**THE EXERCISE:** Write out the material again, switching "rattan chair leg" to "wicker chair leg" wherever it appears and leaving everything else the same.

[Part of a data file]

******

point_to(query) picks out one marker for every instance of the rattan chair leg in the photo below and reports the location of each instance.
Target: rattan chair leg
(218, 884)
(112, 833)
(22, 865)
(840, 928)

******

**SOLUTION TO THIS PROBLEM:**
point_to(query) picks out one marker for every instance of the wicker chair leg in the photo below and reports the location of each instance.
Target: wicker chair leg
(218, 884)
(112, 833)
(22, 865)
(840, 928)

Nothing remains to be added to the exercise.